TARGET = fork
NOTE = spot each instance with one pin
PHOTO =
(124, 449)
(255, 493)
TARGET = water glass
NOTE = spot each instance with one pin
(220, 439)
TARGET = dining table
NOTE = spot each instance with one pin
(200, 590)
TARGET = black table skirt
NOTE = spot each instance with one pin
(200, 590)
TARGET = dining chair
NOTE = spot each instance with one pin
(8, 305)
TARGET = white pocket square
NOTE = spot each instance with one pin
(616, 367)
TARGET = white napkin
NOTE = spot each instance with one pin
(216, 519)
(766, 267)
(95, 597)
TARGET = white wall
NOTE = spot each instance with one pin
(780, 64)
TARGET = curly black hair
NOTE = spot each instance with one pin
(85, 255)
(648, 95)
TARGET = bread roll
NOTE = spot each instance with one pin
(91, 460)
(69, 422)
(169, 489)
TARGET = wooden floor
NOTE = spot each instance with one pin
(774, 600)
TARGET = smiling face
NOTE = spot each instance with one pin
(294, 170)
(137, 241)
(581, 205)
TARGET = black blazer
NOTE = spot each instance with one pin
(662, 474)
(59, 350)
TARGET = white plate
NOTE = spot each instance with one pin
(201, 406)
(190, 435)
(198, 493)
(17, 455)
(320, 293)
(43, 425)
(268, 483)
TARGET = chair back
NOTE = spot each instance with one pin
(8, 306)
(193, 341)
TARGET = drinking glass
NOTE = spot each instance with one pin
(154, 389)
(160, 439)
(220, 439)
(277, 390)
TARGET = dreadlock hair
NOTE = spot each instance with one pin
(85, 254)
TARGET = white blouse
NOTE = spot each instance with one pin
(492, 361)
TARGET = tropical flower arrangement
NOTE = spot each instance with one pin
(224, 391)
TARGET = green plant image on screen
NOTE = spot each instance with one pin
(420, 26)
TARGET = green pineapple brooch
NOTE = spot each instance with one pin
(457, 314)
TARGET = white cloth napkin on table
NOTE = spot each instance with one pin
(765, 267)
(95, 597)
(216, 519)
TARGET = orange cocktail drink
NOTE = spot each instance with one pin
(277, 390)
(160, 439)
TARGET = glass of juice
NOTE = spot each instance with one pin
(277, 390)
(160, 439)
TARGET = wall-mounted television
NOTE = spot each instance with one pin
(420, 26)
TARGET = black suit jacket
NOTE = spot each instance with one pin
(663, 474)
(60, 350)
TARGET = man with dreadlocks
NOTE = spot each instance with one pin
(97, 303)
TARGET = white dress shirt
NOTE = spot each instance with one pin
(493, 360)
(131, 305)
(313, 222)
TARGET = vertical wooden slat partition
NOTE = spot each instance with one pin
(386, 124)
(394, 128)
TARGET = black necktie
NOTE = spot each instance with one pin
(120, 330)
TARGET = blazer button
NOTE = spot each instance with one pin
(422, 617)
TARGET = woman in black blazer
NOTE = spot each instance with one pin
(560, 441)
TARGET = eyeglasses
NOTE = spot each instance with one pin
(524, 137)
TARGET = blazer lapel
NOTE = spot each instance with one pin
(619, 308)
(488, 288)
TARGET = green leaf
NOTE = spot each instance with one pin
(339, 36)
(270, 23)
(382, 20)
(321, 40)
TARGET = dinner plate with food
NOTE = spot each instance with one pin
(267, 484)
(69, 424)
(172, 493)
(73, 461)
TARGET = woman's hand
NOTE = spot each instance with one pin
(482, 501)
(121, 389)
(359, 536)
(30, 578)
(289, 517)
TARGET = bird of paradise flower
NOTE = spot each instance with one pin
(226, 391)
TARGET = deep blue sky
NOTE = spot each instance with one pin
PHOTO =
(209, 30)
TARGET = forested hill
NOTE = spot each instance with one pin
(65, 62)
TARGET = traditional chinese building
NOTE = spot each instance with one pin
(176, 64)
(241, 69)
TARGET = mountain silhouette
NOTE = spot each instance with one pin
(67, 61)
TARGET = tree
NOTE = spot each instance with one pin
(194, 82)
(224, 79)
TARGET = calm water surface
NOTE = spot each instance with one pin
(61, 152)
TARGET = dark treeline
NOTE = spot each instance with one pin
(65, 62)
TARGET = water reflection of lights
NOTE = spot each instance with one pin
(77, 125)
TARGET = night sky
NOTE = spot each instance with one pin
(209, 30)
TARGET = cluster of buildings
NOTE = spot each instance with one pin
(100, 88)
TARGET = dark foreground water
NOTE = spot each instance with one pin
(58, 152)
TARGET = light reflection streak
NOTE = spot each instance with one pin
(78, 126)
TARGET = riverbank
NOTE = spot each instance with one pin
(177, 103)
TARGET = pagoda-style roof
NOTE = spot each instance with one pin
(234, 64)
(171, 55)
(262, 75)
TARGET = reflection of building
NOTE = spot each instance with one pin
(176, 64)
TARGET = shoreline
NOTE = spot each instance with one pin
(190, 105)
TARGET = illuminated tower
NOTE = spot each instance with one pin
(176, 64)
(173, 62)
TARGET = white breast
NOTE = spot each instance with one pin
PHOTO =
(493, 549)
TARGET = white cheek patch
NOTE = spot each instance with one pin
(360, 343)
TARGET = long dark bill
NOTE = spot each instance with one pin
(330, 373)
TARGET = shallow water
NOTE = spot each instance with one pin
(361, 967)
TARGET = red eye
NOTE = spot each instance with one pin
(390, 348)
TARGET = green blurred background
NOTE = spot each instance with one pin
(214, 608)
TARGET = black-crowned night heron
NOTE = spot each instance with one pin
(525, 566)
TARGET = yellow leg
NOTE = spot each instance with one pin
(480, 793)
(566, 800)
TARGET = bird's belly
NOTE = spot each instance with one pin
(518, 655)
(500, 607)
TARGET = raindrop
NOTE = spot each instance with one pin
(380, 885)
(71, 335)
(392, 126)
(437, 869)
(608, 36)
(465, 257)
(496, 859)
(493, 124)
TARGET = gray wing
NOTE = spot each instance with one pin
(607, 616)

+-------+

• **Aufgabenstellung**
Kannst du den Teil der Datensätze, der mit der Zeile mit „TARGET = yellow leg“ beginnt und mit dem Ende der Datensätze schließt, als zweispaltige CSV mit den Spalten „Anfrage“ und „Antwort“ darstellen? Gib nur diesen Teil wieder, mit einer Zeile pro Anfrage, jedem Feld in Anführungszeichen und Zeilenumbrüchen als Leerzeichen.

• **Gelöste Aufgabe**
Anfrage,Antwort
"TARGET = yellow leg NOTE = spot each instance with one pin","(480, 793) (566, 800)"
"TARGET = bird's belly NOTE = spot each instance with one pin","(518, 655) (500, 607)"
"TARGET = raindrop NOTE = spot each instance with one pin","(380, 885) (71, 335) (392, 126) (437, 869) (608, 36) (465, 257) (496, 859) (493, 124)"
"TARGET = gray wing NOTE = spot each instance with one pin","(607, 616)"